*Directions*: Quote every line below exactly as it reads.

*Material for the task*:
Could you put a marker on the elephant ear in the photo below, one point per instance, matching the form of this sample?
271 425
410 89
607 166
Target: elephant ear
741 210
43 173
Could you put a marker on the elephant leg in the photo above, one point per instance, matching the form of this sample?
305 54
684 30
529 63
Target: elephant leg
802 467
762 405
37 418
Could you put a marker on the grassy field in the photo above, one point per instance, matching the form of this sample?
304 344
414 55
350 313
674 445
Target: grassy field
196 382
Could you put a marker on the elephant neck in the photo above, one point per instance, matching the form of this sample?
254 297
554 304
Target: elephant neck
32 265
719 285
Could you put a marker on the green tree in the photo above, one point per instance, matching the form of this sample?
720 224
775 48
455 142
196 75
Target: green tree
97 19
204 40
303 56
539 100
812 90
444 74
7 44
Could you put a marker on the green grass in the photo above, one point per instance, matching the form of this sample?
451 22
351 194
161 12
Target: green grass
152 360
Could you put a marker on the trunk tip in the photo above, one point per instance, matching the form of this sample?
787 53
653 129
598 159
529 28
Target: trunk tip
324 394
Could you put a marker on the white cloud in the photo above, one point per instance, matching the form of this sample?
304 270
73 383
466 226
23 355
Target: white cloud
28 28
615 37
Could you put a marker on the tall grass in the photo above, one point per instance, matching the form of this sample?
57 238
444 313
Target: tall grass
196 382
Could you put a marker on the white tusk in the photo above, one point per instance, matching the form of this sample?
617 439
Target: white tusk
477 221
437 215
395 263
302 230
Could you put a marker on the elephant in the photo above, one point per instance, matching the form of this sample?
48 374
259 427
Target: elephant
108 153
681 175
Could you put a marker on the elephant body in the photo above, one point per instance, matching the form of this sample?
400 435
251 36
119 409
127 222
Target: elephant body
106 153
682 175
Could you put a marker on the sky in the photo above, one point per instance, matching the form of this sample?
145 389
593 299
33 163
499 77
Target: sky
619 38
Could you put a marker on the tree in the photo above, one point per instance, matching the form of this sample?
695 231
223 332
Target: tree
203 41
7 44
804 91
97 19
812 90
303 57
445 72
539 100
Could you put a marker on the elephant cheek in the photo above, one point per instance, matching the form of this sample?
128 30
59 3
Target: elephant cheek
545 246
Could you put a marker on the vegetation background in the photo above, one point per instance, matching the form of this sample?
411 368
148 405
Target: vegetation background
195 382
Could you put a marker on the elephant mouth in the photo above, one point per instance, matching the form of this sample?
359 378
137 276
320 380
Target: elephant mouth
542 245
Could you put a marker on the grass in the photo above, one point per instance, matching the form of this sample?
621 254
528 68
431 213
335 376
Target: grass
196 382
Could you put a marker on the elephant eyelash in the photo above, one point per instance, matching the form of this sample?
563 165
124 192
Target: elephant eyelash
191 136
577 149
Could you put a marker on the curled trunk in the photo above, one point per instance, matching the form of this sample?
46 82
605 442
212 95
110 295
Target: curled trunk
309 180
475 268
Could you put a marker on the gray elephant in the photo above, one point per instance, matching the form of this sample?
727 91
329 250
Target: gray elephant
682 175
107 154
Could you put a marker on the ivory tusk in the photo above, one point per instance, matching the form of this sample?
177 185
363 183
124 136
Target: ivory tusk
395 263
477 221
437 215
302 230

*Answer for this exercise*:
Could you put a marker on the elephant ear in the photo below, one point per instance, matching the form of this sample?
271 425
410 89
607 166
Target: elephant ear
741 210
43 173
Could you put a marker on the elephant leg in the photo above, one point per instance, matching the form of this sample?
305 54
684 30
529 63
Target: elephant leg
802 467
762 405
37 418
Could you put a marker on the grassy field in the photo above, one point per instance, matching the form of this sample?
304 344
414 55
350 313
674 445
Target: grassy field
196 382
Could you put a marker on the elephant neck in the photo above, one point per instance, matching the form of this sample?
254 297
554 304
Target: elephant neck
32 265
719 285
Could you put a marker on the green tree in the photo above, one point per instance, matching the form of this sample?
720 224
775 48
455 142
196 75
Target: green tree
97 19
204 40
303 56
539 100
812 90
444 74
7 44
Could you put a marker on the green grass in the photo above, one point per instance, matching the form of this sample?
451 22
351 194
161 12
Target: green grass
152 360
Could you put a marker on the trunk tip in the photo above, one point per instance, matching the form of this sample?
787 53
653 129
598 159
529 28
Target: trunk tip
324 394
Could you put a marker on the white cloud in the photo above, one point per instance, matching the form of this sample?
304 270
73 383
466 226
23 355
Target: white cloud
28 28
615 37
Could you put a marker on the tall grass in the photo above, one point per instance, matching the form of this sample?
57 238
444 313
Target: tall grass
196 382
Could you put a marker on the white tusk in the photo above, one point per instance, matching the form of this sample?
617 439
Target: white tusk
477 221
437 215
395 263
302 230
Could you put a marker on the elephant in the photo above, one point per instance, matching the form of this sample?
48 374
259 427
Target: elephant
108 153
681 175
Could you put a marker on the elephant body in the photo above, one point per instance, matching the form of this sample?
400 435
251 36
119 409
127 222
Target: elephant body
106 153
682 175
Could you put a marker on the sky in the photo above, one point per instance, matching the form of this sample?
145 389
593 299
33 163
499 77
Target: sky
619 38
Could you put a marker on the tree in the photo above, one point per instance, matching the form of this sample?
695 231
223 332
Target: tree
203 41
7 44
804 91
97 19
812 90
303 57
445 72
539 100
Could you put a marker on the elephant cheek in the photo above, one point per instance, matching the form of this sample?
128 30
59 3
Target: elephant cheek
545 246
Could you put a marker on the vegetation background in the photo above, one point per instance, matching the form of this sample?
411 368
148 405
Target: vegetation background
195 382
Could you put a marker on the elephant mouth in the photo above, one point per instance, matching the form of this sample?
359 378
137 276
320 380
Target: elephant mouth
542 245
Could you put a marker on the grass in the photo above, one point per instance, matching the form of this sample?
621 254
528 68
431 213
335 376
Target: grass
196 382
Could you put a marker on the elephant eyelash in the photo above, one point per instance, matching the form of this sample?
563 165
124 192
Target: elephant eyelash
191 136
577 149
Could you put a marker on the curled trunk in the photo above, one point per instance, matching the form of this sample?
46 82
605 442
212 95
110 295
Target: curled trunk
309 180
475 268
Could you put a marker on the gray elephant in the photo above, one point per instance, matching the form of this sample?
727 91
329 250
Target: gray elephant
682 175
107 154
Could you put a marker on the ivory tusk in the photo above, one point per instance, matching the form of this sample?
177 185
363 183
124 136
Target: ivory tusk
395 263
477 221
437 215
302 230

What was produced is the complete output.